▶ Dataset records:
---

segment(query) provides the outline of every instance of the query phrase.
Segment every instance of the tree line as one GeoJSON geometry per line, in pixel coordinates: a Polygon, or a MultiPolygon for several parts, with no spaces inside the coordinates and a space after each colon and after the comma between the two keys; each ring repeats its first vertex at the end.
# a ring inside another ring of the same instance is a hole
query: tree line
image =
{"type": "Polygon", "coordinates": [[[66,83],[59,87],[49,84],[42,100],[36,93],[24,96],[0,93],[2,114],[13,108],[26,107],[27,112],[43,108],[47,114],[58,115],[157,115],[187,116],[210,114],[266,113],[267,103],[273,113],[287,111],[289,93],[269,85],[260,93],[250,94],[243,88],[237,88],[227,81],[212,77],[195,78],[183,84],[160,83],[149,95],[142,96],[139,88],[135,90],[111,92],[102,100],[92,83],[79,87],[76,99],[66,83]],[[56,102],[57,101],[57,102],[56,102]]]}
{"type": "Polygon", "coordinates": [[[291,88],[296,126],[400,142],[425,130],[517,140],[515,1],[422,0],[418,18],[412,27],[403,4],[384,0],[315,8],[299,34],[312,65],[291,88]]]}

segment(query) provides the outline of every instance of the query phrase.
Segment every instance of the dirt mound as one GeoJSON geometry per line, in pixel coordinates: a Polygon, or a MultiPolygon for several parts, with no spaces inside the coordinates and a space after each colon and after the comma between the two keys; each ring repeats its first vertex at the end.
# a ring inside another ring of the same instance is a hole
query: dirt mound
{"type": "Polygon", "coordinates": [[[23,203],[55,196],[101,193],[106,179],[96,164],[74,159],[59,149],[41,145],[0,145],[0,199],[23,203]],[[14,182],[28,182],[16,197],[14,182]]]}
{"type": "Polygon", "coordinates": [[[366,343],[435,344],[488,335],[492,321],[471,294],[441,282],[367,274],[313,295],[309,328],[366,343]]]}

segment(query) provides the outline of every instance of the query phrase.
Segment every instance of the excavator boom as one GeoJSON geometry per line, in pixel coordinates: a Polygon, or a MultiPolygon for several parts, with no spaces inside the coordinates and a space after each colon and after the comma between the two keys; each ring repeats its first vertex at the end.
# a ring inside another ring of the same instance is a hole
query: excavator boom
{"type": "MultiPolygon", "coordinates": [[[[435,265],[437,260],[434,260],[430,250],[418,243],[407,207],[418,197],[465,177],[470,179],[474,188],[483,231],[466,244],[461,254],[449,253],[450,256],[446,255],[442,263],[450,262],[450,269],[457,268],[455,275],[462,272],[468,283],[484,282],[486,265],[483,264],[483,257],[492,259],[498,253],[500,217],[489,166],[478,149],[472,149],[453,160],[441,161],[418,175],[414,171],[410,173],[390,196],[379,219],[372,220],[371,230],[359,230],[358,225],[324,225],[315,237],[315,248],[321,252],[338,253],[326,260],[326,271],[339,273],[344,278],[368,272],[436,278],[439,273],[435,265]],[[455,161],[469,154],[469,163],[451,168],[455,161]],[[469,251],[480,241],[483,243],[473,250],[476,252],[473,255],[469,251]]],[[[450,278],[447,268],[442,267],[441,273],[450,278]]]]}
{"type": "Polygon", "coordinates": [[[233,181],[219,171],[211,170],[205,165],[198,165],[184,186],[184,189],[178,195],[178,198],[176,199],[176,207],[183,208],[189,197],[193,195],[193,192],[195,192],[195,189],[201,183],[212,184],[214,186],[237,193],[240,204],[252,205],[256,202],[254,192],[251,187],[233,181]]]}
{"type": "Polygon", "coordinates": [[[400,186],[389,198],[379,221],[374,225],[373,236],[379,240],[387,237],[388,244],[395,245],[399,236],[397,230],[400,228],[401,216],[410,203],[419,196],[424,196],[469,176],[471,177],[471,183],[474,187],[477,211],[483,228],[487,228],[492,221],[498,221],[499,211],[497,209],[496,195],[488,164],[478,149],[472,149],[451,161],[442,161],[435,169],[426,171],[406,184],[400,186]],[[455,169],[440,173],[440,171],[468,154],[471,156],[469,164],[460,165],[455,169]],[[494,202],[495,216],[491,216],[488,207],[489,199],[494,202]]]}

---

▶ Given instruction: List every line of the records above that contains the word "mound", with case counting.

▶ Exercise solution:
Segment every instance of the dirt mound as one GeoJSON geometry per line, in pixel coordinates: a Polygon, or a MultiPolygon for several parts, with no spaces inside the coordinates and a space after each colon and after the comma between the two keys; each ring repeats its first vertex at the end.
query: dirt mound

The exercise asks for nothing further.